Segmentation mask data:

....

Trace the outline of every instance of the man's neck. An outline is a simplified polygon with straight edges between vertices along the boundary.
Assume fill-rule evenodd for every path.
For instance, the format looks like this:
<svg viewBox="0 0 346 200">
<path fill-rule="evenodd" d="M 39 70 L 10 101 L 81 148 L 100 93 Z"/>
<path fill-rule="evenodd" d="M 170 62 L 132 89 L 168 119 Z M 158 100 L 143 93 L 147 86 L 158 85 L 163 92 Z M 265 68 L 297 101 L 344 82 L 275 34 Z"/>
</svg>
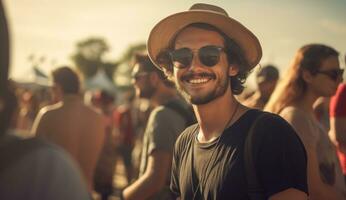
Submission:
<svg viewBox="0 0 346 200">
<path fill-rule="evenodd" d="M 200 126 L 199 141 L 214 140 L 222 134 L 225 128 L 234 123 L 239 117 L 238 104 L 232 93 L 228 91 L 225 95 L 207 104 L 193 105 Z"/>
<path fill-rule="evenodd" d="M 64 104 L 76 102 L 76 101 L 80 101 L 80 100 L 81 100 L 81 96 L 79 94 L 65 94 L 62 98 L 62 102 Z"/>
</svg>

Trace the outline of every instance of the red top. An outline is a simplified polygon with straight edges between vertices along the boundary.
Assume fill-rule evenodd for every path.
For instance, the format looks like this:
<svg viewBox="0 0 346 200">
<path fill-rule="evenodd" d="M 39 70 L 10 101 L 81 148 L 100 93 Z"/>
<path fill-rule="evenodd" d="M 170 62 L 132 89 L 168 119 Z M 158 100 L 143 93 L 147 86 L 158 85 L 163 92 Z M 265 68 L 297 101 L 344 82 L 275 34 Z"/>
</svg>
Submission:
<svg viewBox="0 0 346 200">
<path fill-rule="evenodd" d="M 116 126 L 122 134 L 123 144 L 133 145 L 135 140 L 135 132 L 131 116 L 131 109 L 119 107 L 114 113 L 113 118 Z"/>
<path fill-rule="evenodd" d="M 329 115 L 331 117 L 346 117 L 346 84 L 339 85 L 336 94 L 330 100 Z"/>
<path fill-rule="evenodd" d="M 329 106 L 330 117 L 345 117 L 346 116 L 346 84 L 340 84 L 336 94 L 330 100 Z M 346 155 L 337 148 L 338 156 L 342 172 L 346 175 Z"/>
</svg>

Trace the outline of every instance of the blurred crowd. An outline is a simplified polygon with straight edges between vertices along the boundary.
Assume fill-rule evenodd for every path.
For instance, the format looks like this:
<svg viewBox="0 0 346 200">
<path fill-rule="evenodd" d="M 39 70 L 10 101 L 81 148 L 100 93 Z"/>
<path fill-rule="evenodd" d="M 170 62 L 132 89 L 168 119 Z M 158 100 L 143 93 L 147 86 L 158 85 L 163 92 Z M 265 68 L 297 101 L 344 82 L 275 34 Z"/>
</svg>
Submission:
<svg viewBox="0 0 346 200">
<path fill-rule="evenodd" d="M 338 170 L 346 177 L 346 129 L 339 120 L 346 115 L 346 86 L 339 61 L 328 60 L 338 56 L 332 47 L 303 46 L 287 72 L 279 73 L 282 66 L 274 64 L 254 68 L 256 88 L 245 88 L 236 98 L 249 108 L 280 114 L 297 132 L 309 132 L 300 125 L 309 123 L 314 135 L 298 134 L 308 158 L 313 158 L 312 149 L 317 146 L 316 157 L 323 162 L 316 167 L 322 181 L 339 187 L 345 185 L 345 178 L 338 176 Z M 7 131 L 20 138 L 41 138 L 63 149 L 94 199 L 170 199 L 167 180 L 172 149 L 179 134 L 198 120 L 174 83 L 145 52 L 134 52 L 132 57 L 128 66 L 132 85 L 121 91 L 87 90 L 83 77 L 70 66 L 52 71 L 50 86 L 32 88 L 9 82 L 14 109 Z M 313 60 L 326 69 L 316 68 Z M 323 77 L 315 80 L 316 74 Z M 306 97 L 312 93 L 318 94 L 316 100 L 313 95 Z M 159 132 L 165 135 L 158 136 Z"/>
</svg>

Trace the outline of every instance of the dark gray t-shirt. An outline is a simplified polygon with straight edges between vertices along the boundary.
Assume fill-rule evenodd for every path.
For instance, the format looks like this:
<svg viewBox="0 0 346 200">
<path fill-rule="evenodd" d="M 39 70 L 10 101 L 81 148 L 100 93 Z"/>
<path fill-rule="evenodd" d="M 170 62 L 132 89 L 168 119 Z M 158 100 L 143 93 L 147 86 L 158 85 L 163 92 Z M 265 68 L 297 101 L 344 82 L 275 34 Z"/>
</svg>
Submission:
<svg viewBox="0 0 346 200">
<path fill-rule="evenodd" d="M 244 142 L 260 113 L 247 111 L 224 131 L 219 144 L 217 140 L 199 143 L 198 125 L 186 129 L 174 149 L 172 192 L 182 200 L 192 200 L 194 193 L 195 199 L 248 200 Z M 254 162 L 266 198 L 288 188 L 307 193 L 306 152 L 292 127 L 281 117 L 271 115 L 255 133 L 262 137 Z"/>
<path fill-rule="evenodd" d="M 139 176 L 144 174 L 152 152 L 165 151 L 173 154 L 175 141 L 185 129 L 185 124 L 186 120 L 181 114 L 166 106 L 158 106 L 150 113 L 143 136 Z M 170 174 L 167 175 L 166 182 L 165 190 L 169 191 Z"/>
</svg>

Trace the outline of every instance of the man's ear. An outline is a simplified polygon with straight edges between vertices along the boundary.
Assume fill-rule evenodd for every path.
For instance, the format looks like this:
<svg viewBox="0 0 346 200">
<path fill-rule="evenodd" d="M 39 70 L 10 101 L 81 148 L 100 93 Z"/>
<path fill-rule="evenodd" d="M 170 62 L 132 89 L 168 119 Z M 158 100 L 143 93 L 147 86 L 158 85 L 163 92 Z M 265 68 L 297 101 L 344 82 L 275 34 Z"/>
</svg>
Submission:
<svg viewBox="0 0 346 200">
<path fill-rule="evenodd" d="M 236 76 L 239 72 L 239 67 L 238 65 L 235 65 L 235 64 L 231 64 L 229 65 L 229 68 L 228 68 L 228 75 L 229 76 Z"/>
</svg>

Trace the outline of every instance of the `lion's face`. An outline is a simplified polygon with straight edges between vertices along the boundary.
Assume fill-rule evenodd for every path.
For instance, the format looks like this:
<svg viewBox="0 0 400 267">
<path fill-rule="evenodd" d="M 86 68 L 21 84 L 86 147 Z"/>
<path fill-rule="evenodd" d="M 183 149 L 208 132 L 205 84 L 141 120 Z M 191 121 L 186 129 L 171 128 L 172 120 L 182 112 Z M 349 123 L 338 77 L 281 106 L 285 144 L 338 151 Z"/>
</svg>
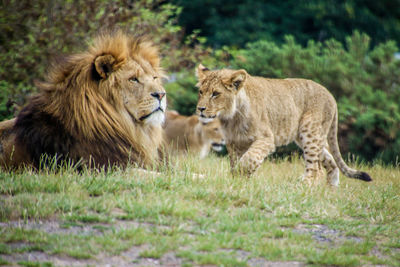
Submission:
<svg viewBox="0 0 400 267">
<path fill-rule="evenodd" d="M 100 56 L 96 68 L 101 73 L 112 64 L 112 58 Z M 128 58 L 115 71 L 104 76 L 106 79 L 100 83 L 104 89 L 99 91 L 109 99 L 107 94 L 110 94 L 110 88 L 115 88 L 122 101 L 122 113 L 136 123 L 161 125 L 164 122 L 166 92 L 161 83 L 161 74 L 148 61 L 141 57 Z"/>
<path fill-rule="evenodd" d="M 202 122 L 215 118 L 230 118 L 236 111 L 236 98 L 243 88 L 247 73 L 244 70 L 210 71 L 200 64 L 197 69 L 199 79 L 199 100 L 197 114 Z"/>
<path fill-rule="evenodd" d="M 147 66 L 148 65 L 148 66 Z M 160 75 L 146 62 L 128 62 L 118 73 L 126 110 L 137 122 L 161 125 L 167 106 Z"/>
<path fill-rule="evenodd" d="M 204 137 L 211 142 L 215 151 L 221 151 L 225 145 L 224 134 L 222 133 L 220 121 L 213 120 L 209 123 L 202 123 Z"/>
</svg>

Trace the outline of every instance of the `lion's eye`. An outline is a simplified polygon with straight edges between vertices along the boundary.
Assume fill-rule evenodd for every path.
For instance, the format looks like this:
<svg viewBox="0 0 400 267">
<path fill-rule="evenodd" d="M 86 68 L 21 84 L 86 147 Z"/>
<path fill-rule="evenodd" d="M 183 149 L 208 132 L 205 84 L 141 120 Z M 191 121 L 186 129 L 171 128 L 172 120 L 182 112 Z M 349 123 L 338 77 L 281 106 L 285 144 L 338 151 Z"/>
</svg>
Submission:
<svg viewBox="0 0 400 267">
<path fill-rule="evenodd" d="M 157 77 L 157 76 L 154 76 L 154 77 L 153 77 L 153 79 L 154 79 L 154 80 L 157 80 L 157 79 L 158 79 L 158 77 Z"/>
<path fill-rule="evenodd" d="M 199 95 L 202 95 L 203 94 L 203 91 L 199 91 Z"/>
<path fill-rule="evenodd" d="M 214 128 L 214 131 L 215 131 L 215 132 L 218 132 L 218 128 Z"/>
<path fill-rule="evenodd" d="M 219 93 L 219 92 L 213 92 L 212 93 L 212 97 L 217 97 L 217 96 L 219 96 L 221 93 Z"/>
<path fill-rule="evenodd" d="M 136 77 L 129 78 L 129 81 L 133 82 L 133 83 L 138 83 L 139 82 L 138 78 L 136 78 Z"/>
</svg>

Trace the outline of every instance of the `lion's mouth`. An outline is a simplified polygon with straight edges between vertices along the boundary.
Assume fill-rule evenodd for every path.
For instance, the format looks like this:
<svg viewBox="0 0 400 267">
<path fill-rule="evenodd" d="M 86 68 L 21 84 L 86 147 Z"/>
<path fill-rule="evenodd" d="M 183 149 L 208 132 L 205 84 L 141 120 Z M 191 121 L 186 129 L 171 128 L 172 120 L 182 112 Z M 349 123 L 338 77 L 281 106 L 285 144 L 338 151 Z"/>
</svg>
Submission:
<svg viewBox="0 0 400 267">
<path fill-rule="evenodd" d="M 224 144 L 222 143 L 212 143 L 211 144 L 212 149 L 214 149 L 215 151 L 219 152 L 222 150 L 222 147 L 224 146 Z"/>
<path fill-rule="evenodd" d="M 144 121 L 145 119 L 147 119 L 148 117 L 150 117 L 151 115 L 153 115 L 154 113 L 161 111 L 162 113 L 164 113 L 164 110 L 161 108 L 161 106 L 159 106 L 158 108 L 156 108 L 155 110 L 153 110 L 152 112 L 150 112 L 149 114 L 143 115 L 142 117 L 139 118 L 140 121 Z"/>
<path fill-rule="evenodd" d="M 216 117 L 217 117 L 217 115 L 206 117 L 206 116 L 204 116 L 203 114 L 200 114 L 199 120 L 200 120 L 202 123 L 207 124 L 207 123 L 209 123 L 209 122 L 212 122 Z"/>
</svg>

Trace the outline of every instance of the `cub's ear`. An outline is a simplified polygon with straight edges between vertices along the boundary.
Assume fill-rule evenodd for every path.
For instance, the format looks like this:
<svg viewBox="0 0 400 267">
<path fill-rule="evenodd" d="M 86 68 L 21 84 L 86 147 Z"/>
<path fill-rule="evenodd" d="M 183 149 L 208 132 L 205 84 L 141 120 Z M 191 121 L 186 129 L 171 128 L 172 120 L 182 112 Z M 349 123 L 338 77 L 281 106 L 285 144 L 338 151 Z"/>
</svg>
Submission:
<svg viewBox="0 0 400 267">
<path fill-rule="evenodd" d="M 196 69 L 196 76 L 200 81 L 204 80 L 209 71 L 210 70 L 208 68 L 204 67 L 203 64 L 200 64 Z"/>
<path fill-rule="evenodd" d="M 96 72 L 102 79 L 106 79 L 114 71 L 115 63 L 116 60 L 112 55 L 98 56 L 94 60 Z"/>
<path fill-rule="evenodd" d="M 247 72 L 245 70 L 237 70 L 233 72 L 229 77 L 222 80 L 222 82 L 228 87 L 236 90 L 242 89 L 244 82 L 247 79 Z"/>
</svg>

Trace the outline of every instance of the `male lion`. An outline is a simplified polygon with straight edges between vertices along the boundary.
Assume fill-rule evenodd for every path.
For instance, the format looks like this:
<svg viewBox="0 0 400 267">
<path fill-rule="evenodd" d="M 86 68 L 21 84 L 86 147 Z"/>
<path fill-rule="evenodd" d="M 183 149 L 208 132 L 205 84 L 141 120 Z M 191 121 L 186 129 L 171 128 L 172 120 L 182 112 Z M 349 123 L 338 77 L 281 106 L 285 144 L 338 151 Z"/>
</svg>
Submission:
<svg viewBox="0 0 400 267">
<path fill-rule="evenodd" d="M 56 62 L 17 118 L 2 123 L 0 165 L 39 168 L 43 155 L 89 167 L 153 164 L 166 108 L 159 61 L 150 42 L 115 31 Z"/>
<path fill-rule="evenodd" d="M 225 144 L 219 120 L 202 123 L 197 115 L 183 116 L 167 111 L 164 125 L 166 143 L 171 152 L 190 152 L 204 158 L 212 147 L 221 151 Z"/>
<path fill-rule="evenodd" d="M 320 176 L 321 163 L 331 185 L 339 184 L 339 169 L 371 181 L 343 161 L 336 101 L 323 86 L 304 79 L 253 77 L 245 70 L 211 71 L 201 64 L 196 72 L 198 115 L 204 122 L 221 120 L 234 172 L 252 174 L 275 147 L 295 141 L 304 152 L 306 181 Z"/>
</svg>

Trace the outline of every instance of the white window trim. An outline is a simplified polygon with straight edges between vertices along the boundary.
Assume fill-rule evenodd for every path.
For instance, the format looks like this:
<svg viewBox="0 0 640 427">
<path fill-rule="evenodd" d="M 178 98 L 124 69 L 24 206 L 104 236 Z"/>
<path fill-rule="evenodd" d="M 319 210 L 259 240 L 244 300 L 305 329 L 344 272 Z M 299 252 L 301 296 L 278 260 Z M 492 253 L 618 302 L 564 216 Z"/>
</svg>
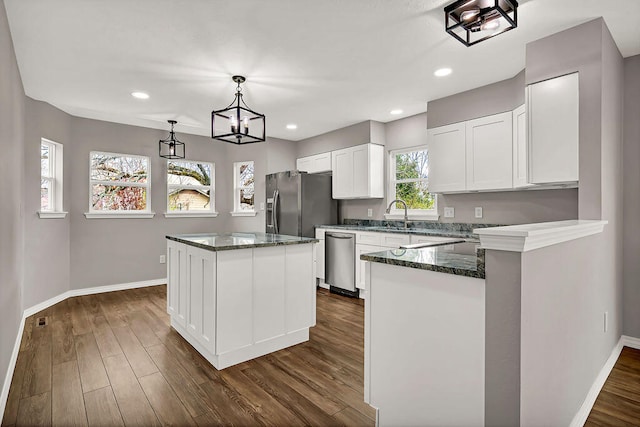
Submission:
<svg viewBox="0 0 640 427">
<path fill-rule="evenodd" d="M 253 200 L 254 202 L 253 209 L 240 209 L 240 190 L 244 188 L 249 188 L 249 187 L 240 187 L 238 185 L 238 181 L 240 179 L 240 167 L 248 163 L 253 163 L 253 182 L 254 182 L 253 191 L 255 195 L 256 163 L 253 160 L 235 162 L 233 164 L 233 211 L 230 212 L 231 216 L 256 216 L 258 214 L 255 206 L 255 196 Z"/>
<path fill-rule="evenodd" d="M 52 206 L 53 209 L 40 209 L 38 213 L 38 217 L 41 219 L 56 219 L 56 218 L 65 218 L 67 216 L 67 212 L 63 210 L 63 159 L 64 159 L 64 147 L 59 142 L 51 141 L 50 139 L 41 138 L 40 146 L 48 145 L 49 146 L 49 154 L 52 156 L 49 164 L 49 171 L 53 172 L 53 174 L 49 177 L 43 177 L 42 171 L 40 172 L 40 179 L 49 180 L 52 185 L 50 188 L 52 189 L 52 194 L 49 197 L 49 206 Z M 53 196 L 53 197 L 51 197 Z"/>
<path fill-rule="evenodd" d="M 207 211 L 171 211 L 169 210 L 169 190 L 176 188 L 186 188 L 186 189 L 194 189 L 194 188 L 207 188 L 206 185 L 169 185 L 169 172 L 168 165 L 171 160 L 167 160 L 167 206 L 166 211 L 164 213 L 165 218 L 215 218 L 218 216 L 218 212 L 216 211 L 216 198 L 215 198 L 215 186 L 216 186 L 216 164 L 212 162 L 201 162 L 199 160 L 177 160 L 180 162 L 189 162 L 189 163 L 200 163 L 200 164 L 208 164 L 211 165 L 211 182 L 209 185 L 209 203 L 211 205 L 211 209 Z"/>
<path fill-rule="evenodd" d="M 139 157 L 147 159 L 147 182 L 142 184 L 139 182 L 119 182 L 119 181 L 98 181 L 91 179 L 91 158 L 94 153 L 106 154 L 119 157 Z M 106 184 L 106 185 L 126 185 L 127 187 L 145 187 L 147 189 L 147 208 L 140 211 L 98 211 L 91 208 L 91 199 L 93 197 L 92 185 L 93 184 Z M 126 153 L 112 153 L 109 151 L 91 151 L 89 152 L 89 211 L 84 213 L 87 219 L 120 219 L 120 218 L 136 218 L 136 219 L 148 219 L 153 218 L 156 215 L 151 210 L 151 158 L 148 156 L 141 156 L 139 154 L 126 154 Z"/>
<path fill-rule="evenodd" d="M 410 153 L 412 151 L 428 150 L 426 145 L 418 145 L 415 147 L 402 148 L 399 150 L 389 151 L 389 179 L 388 183 L 388 199 L 387 206 L 392 200 L 396 199 L 396 155 L 403 153 Z M 421 181 L 419 179 L 415 180 Z M 428 185 L 427 179 L 427 185 Z M 404 209 L 397 209 L 397 203 L 391 208 L 390 212 L 384 214 L 385 219 L 404 219 Z M 436 196 L 433 209 L 407 209 L 407 216 L 413 220 L 425 220 L 425 221 L 437 221 L 440 216 L 438 215 L 438 198 Z"/>
</svg>

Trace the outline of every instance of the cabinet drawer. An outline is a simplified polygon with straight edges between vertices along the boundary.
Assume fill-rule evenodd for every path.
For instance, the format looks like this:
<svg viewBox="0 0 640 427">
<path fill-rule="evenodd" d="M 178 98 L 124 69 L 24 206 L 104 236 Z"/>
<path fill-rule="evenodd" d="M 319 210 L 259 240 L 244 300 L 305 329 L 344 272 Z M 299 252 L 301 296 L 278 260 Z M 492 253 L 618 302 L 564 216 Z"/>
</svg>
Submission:
<svg viewBox="0 0 640 427">
<path fill-rule="evenodd" d="M 408 245 L 410 240 L 411 236 L 408 234 L 383 234 L 381 245 L 397 248 L 400 245 Z"/>
<path fill-rule="evenodd" d="M 382 244 L 382 233 L 358 232 L 356 234 L 356 243 L 380 246 Z"/>
<path fill-rule="evenodd" d="M 317 228 L 316 229 L 316 239 L 320 239 L 320 240 L 324 240 L 324 233 L 327 230 L 325 230 L 324 228 Z"/>
<path fill-rule="evenodd" d="M 444 237 L 444 236 L 411 236 L 411 244 L 415 243 L 446 243 L 452 241 L 460 241 L 462 238 L 458 237 Z"/>
</svg>

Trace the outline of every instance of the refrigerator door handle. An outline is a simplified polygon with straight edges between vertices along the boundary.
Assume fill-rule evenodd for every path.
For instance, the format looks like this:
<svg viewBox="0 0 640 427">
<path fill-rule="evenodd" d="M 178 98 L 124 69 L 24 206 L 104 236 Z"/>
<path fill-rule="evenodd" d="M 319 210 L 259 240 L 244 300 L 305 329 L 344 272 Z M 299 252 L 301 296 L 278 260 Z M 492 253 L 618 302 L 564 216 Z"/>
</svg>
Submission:
<svg viewBox="0 0 640 427">
<path fill-rule="evenodd" d="M 278 234 L 278 199 L 280 198 L 280 191 L 275 190 L 273 192 L 273 231 Z"/>
</svg>

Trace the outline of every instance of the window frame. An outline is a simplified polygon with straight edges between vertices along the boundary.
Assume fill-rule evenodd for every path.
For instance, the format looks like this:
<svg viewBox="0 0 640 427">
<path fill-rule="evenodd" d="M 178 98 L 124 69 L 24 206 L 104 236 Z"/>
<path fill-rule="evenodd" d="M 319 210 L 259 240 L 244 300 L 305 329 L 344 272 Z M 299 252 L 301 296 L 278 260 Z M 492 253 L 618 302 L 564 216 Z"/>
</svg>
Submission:
<svg viewBox="0 0 640 427">
<path fill-rule="evenodd" d="M 211 167 L 211 184 L 206 185 L 179 185 L 179 184 L 169 184 L 169 163 L 194 163 L 194 164 L 202 164 L 209 165 Z M 187 160 L 187 159 L 167 159 L 166 162 L 167 173 L 166 173 L 166 182 L 167 182 L 167 206 L 166 212 L 164 214 L 165 218 L 200 218 L 200 217 L 217 217 L 218 212 L 216 211 L 216 200 L 215 200 L 215 187 L 216 187 L 216 164 L 214 162 L 202 162 L 199 160 Z M 209 204 L 210 207 L 208 210 L 202 211 L 172 211 L 169 209 L 169 193 L 175 189 L 209 189 Z"/>
<path fill-rule="evenodd" d="M 396 156 L 398 154 L 411 153 L 414 151 L 426 151 L 429 154 L 429 148 L 427 145 L 417 145 L 413 147 L 399 148 L 397 150 L 389 151 L 389 179 L 388 179 L 388 191 L 387 191 L 387 206 L 396 197 L 396 184 L 405 182 L 426 182 L 427 188 L 429 188 L 429 177 L 427 178 L 410 178 L 410 179 L 396 179 Z M 437 221 L 438 215 L 438 197 L 433 194 L 434 202 L 433 209 L 407 209 L 407 216 L 410 219 L 422 219 L 428 221 Z M 404 209 L 398 209 L 397 203 L 394 203 L 388 214 L 385 214 L 385 219 L 404 219 Z"/>
<path fill-rule="evenodd" d="M 139 182 L 129 182 L 129 181 L 100 181 L 94 180 L 91 178 L 91 167 L 92 167 L 92 159 L 94 154 L 104 154 L 107 156 L 114 157 L 136 157 L 147 160 L 147 180 L 145 183 Z M 95 184 L 103 184 L 103 185 L 111 185 L 111 186 L 121 186 L 121 187 L 144 187 L 146 188 L 147 194 L 147 204 L 144 210 L 114 210 L 114 211 L 102 211 L 93 209 L 92 199 L 93 199 L 93 185 Z M 151 158 L 149 156 L 142 156 L 140 154 L 128 154 L 128 153 L 113 153 L 110 151 L 99 151 L 99 150 L 91 150 L 89 152 L 89 210 L 85 212 L 84 216 L 86 218 L 153 218 L 155 216 L 155 212 L 151 210 Z"/>
<path fill-rule="evenodd" d="M 49 176 L 42 175 L 42 146 L 49 148 Z M 59 142 L 47 138 L 40 138 L 40 218 L 65 218 L 67 212 L 63 210 L 64 148 Z M 49 181 L 49 209 L 42 209 L 42 181 Z"/>
<path fill-rule="evenodd" d="M 240 206 L 240 192 L 241 190 L 251 188 L 246 186 L 240 186 L 240 168 L 243 165 L 253 165 L 253 209 L 242 209 Z M 233 212 L 231 212 L 232 216 L 256 216 L 258 212 L 256 211 L 256 200 L 255 200 L 255 191 L 256 191 L 256 162 L 253 160 L 245 160 L 241 162 L 233 163 Z"/>
</svg>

....

About this exercise:
Pull each line containing "window" from the records.

Exercise response:
Trace the outline of every instance of the white window trim. An outline is a simplified polygon with straight edges between vertices along the boundary.
Trace the outline of every instance of the window frame. An outline is a simplified polygon with straight edges between vertices along the boundary.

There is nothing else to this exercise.